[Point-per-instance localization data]
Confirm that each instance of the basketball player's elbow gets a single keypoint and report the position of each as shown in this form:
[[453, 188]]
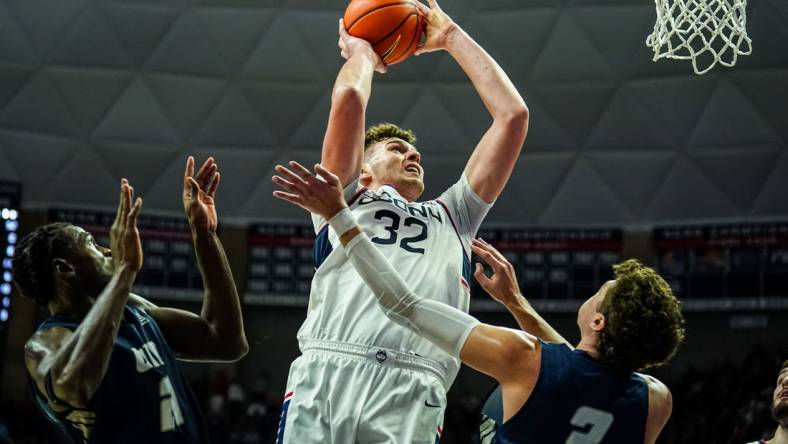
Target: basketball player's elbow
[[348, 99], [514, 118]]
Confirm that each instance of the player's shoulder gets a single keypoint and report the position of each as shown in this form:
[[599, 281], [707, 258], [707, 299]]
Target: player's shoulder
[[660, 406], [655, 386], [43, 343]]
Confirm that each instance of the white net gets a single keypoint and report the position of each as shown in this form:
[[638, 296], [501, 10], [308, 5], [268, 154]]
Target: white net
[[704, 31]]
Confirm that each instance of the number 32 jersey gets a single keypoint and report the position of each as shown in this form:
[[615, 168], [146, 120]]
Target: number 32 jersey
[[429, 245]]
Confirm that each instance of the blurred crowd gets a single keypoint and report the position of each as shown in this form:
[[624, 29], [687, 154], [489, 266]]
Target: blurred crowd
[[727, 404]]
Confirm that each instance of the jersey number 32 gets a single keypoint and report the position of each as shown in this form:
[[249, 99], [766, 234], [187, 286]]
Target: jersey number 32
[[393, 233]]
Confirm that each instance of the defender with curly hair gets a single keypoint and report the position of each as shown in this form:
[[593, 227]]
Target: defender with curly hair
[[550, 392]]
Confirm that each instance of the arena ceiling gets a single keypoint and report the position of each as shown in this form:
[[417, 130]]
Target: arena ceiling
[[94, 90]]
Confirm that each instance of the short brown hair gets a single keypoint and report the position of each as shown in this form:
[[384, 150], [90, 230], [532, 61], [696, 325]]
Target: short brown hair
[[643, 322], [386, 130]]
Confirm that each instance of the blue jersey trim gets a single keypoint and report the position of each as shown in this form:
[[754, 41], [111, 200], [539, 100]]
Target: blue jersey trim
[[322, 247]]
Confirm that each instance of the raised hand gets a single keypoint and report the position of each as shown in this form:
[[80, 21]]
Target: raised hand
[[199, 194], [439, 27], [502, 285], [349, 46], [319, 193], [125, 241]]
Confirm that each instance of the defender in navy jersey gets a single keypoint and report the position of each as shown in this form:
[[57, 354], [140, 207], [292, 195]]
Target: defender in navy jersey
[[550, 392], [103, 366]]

### Task item
Quote the data exactly, leaving every image out of the copy.

### Expected answer
Confirm that each instance of the basketball player's elbow gets a single keypoint and report the position of each as shown in this form:
[[453, 188]]
Target: basketball player's elbow
[[348, 99], [514, 118]]
Confirm that each instance of the player's shoulder gets a single keypoint and report the position of each as shown in this form:
[[599, 281], [707, 258], [707, 299]]
Target: player's shoulder
[[660, 406], [655, 386], [43, 343]]
Confirm that each instance of the white net gets a single keypoint and report the position of each as shown in this form:
[[638, 296], [501, 10], [308, 5], [268, 154]]
Target: white net
[[704, 31]]
Confirm that each instance of the number 32 jersey gets a single keypoint and report the position of each as shown in this form:
[[615, 168], [146, 120]]
Target: number 32 jersey
[[429, 245]]
Confirm that each instance of the blurred crowd gets a single keypoint and report the position of each as shown in this form:
[[624, 29], [687, 154], [489, 266]]
Target: blurred crowd
[[727, 404]]
Confirm that each instance of the jersey number 32 gets a single keypoint and report the position of each as shown in this form:
[[249, 99], [766, 234], [187, 286]]
Target: jersey number 32
[[393, 233]]
Confirm that each instance of the defender with curly hair gets a single keypoint and report the position of each as shown in this form:
[[593, 227]]
Target: defender with curly hair
[[550, 392]]
Confirm that each instance of the arena ceiling gets a single keypoint and report the position of each as shown in this form:
[[417, 130]]
Target: arena ceiling
[[94, 90]]
Confirm that each instance of the short brown hair gets a single keypoint and report the position of each as shown in this form:
[[384, 150], [90, 230], [532, 61], [696, 325]]
Target: short brown hair
[[643, 322], [386, 130]]
Confirm that each instance of the blue jersey trim gets a single keypoint and report the position of each as shown in this form:
[[754, 41], [111, 200], [539, 100]]
Target: blue jersey trim
[[322, 247]]
Confirm that each instance of the raised hand gets a single keypoint and report the position of each as shown in this form:
[[80, 21]]
Target: raised hand
[[199, 194], [439, 27], [502, 285], [349, 46], [319, 193], [125, 241]]
Confirm that each instance of the defender in navy jersey gets a single keypoint and report the position of each as shown in this form:
[[57, 354], [140, 207], [292, 195]]
Target: defender in navy jersey
[[550, 392], [103, 366]]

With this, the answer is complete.